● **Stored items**
-.-.-

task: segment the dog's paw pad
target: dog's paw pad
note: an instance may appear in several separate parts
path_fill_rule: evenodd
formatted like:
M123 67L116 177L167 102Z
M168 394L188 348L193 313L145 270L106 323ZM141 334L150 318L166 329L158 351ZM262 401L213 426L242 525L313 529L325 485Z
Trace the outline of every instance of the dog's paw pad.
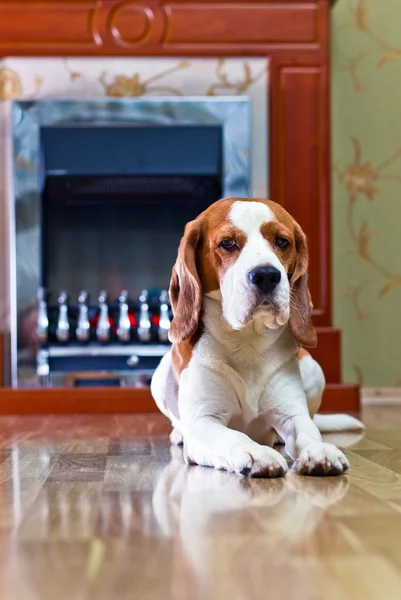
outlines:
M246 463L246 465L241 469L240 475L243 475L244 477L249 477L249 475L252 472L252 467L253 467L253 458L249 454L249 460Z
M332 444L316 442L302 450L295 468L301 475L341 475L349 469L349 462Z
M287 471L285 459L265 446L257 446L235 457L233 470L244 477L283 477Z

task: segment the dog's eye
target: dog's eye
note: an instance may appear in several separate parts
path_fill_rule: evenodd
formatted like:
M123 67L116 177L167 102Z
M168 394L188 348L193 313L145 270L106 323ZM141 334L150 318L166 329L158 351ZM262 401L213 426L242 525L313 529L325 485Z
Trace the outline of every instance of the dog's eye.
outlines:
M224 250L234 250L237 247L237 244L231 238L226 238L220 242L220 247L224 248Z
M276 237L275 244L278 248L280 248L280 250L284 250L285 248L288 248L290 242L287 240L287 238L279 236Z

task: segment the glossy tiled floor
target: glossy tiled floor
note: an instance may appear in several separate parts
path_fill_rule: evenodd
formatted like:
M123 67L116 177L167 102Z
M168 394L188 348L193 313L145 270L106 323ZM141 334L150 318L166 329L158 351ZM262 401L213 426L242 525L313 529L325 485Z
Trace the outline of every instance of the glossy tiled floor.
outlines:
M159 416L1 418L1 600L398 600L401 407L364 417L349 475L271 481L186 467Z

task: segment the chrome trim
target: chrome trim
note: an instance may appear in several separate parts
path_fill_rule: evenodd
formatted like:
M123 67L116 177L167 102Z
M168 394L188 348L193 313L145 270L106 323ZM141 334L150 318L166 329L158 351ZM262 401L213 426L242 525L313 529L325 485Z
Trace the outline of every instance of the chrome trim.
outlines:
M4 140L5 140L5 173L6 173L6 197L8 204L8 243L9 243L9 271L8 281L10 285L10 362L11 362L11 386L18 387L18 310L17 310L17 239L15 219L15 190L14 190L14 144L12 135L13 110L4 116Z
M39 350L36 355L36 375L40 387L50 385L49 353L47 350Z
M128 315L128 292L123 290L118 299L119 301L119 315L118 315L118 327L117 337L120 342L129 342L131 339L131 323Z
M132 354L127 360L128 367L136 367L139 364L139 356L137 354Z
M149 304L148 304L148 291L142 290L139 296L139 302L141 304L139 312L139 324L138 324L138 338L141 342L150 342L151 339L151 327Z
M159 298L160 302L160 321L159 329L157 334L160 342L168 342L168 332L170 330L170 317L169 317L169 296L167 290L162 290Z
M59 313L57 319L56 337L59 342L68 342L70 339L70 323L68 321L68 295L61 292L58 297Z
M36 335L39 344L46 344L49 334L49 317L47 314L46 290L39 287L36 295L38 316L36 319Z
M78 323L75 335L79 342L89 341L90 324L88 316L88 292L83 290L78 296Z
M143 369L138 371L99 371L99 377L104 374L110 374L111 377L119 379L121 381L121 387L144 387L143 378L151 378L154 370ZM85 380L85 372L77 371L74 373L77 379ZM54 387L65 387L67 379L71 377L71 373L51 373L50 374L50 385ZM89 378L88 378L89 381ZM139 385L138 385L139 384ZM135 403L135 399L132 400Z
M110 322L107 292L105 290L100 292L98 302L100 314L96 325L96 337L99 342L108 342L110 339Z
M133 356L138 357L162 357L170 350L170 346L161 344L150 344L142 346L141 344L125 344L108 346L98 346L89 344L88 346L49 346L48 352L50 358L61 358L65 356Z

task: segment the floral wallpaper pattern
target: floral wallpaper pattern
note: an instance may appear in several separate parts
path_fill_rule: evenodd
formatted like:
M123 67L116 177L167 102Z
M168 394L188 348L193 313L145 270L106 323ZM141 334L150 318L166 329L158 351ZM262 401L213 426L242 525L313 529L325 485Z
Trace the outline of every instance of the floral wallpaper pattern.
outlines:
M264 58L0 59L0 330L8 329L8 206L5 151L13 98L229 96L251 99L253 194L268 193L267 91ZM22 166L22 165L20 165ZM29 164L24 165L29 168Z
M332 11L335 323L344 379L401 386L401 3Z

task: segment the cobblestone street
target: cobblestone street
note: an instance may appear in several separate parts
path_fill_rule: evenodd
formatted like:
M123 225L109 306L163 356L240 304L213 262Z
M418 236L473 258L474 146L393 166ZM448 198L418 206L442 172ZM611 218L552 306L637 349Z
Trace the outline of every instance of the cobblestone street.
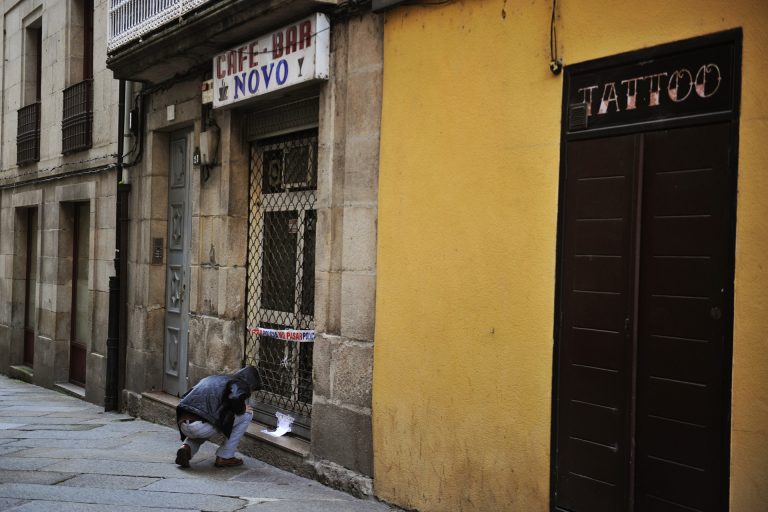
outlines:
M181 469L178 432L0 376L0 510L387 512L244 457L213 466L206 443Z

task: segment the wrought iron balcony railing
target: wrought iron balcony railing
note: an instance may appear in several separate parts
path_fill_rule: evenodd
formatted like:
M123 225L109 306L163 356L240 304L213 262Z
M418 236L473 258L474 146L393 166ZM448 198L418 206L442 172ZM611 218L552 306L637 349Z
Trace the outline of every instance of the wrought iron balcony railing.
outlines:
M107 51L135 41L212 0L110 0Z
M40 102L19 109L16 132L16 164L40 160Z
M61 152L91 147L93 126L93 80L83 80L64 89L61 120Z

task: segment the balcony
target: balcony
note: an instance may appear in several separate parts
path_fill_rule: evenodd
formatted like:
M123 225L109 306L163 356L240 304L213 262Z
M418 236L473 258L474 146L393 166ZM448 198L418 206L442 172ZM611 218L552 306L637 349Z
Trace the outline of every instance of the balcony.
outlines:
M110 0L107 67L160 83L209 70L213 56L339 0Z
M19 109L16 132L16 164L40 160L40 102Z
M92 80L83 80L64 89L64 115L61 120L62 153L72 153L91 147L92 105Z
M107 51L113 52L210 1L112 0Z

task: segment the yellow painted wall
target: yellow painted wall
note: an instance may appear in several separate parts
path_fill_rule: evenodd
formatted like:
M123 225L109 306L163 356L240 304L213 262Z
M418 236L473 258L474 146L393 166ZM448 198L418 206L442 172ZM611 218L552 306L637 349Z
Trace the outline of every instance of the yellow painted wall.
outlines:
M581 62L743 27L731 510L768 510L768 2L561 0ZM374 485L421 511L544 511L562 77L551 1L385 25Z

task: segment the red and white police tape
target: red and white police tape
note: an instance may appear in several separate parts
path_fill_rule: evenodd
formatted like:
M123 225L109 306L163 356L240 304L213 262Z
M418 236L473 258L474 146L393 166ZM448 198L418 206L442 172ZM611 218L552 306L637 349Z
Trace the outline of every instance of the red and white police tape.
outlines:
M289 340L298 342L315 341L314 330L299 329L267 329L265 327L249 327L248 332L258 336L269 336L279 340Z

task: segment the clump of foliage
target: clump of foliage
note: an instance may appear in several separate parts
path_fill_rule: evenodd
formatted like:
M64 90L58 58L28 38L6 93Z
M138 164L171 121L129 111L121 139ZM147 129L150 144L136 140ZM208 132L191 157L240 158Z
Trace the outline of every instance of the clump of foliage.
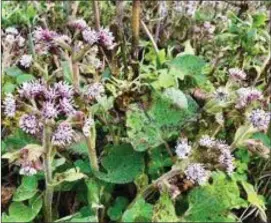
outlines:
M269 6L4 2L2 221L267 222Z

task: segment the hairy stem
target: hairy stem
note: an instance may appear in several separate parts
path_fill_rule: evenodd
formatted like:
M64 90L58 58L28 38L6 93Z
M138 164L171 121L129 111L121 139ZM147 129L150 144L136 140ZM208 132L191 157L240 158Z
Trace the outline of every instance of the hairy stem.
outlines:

-.-.-

Transcribe exactly, please, the lines between the start of the records above and the line holding "Trace the outline of every instance of the chrome", counting both of those lines and omitting pictures.

● **TASK ANSWER**
task: segment the dog's paw pad
target: dog's paw pad
note: an instance may appear in several separate parts
path_fill_rule: evenodd
formatted like:
M123 67L116 177L167 102Z
M168 394L188 348L193 313L145 270L106 323ZM141 334L150 318L166 329L158 351ZM262 401L213 426L242 525L313 529L325 485Z
Trace the outline of every instance of the dog's paw pad.
outlines:
M246 463L246 465L241 469L240 475L243 475L244 477L249 477L249 475L252 472L252 467L253 467L253 458L249 454L249 460Z
M332 444L316 442L302 450L295 468L301 475L341 475L349 469L349 462Z
M287 471L285 459L265 446L257 446L235 457L233 470L244 477L283 477Z

task: segment the dog's eye
target: dog's eye
note: an instance may appear in several separate parts
path_fill_rule: evenodd
formatted like:
M123 67L116 177L167 102Z
M168 394L188 348L193 313L145 270L106 323ZM141 334L150 318L166 329L158 351ZM262 401L213 426L242 525L313 529L325 485Z
Trace the outline of every instance of the dog's eye.
outlines:
M224 250L234 250L237 247L237 244L231 238L226 238L220 242L220 247L224 248Z
M276 237L275 244L278 248L280 248L280 250L284 250L285 248L288 248L290 242L287 240L287 238L279 236Z

task: segment the glossy tiled floor
target: glossy tiled floor
note: an instance may appear in several separate parts
path_fill_rule: evenodd
formatted like:
M123 67L116 177L167 102Z
M168 394L188 348L193 313L145 270L106 323ZM141 334L150 318L166 329L158 351ZM262 401L213 426L242 525L313 529L325 485Z
Trace the outline of every instance of the glossy tiled floor.
outlines:
M159 416L1 418L1 600L398 600L401 407L364 417L349 475L271 481L186 467Z

task: segment the chrome trim
target: chrome trim
note: an instance may appear in several separate parts
path_fill_rule: evenodd
formatted like:
M123 67L116 177L167 102Z
M168 394L188 348L193 313L145 270L106 323ZM141 334L150 318L166 329L158 351ZM262 401L213 426L242 525L313 529L325 485Z
Trace the outline of every instance of the chrome trim.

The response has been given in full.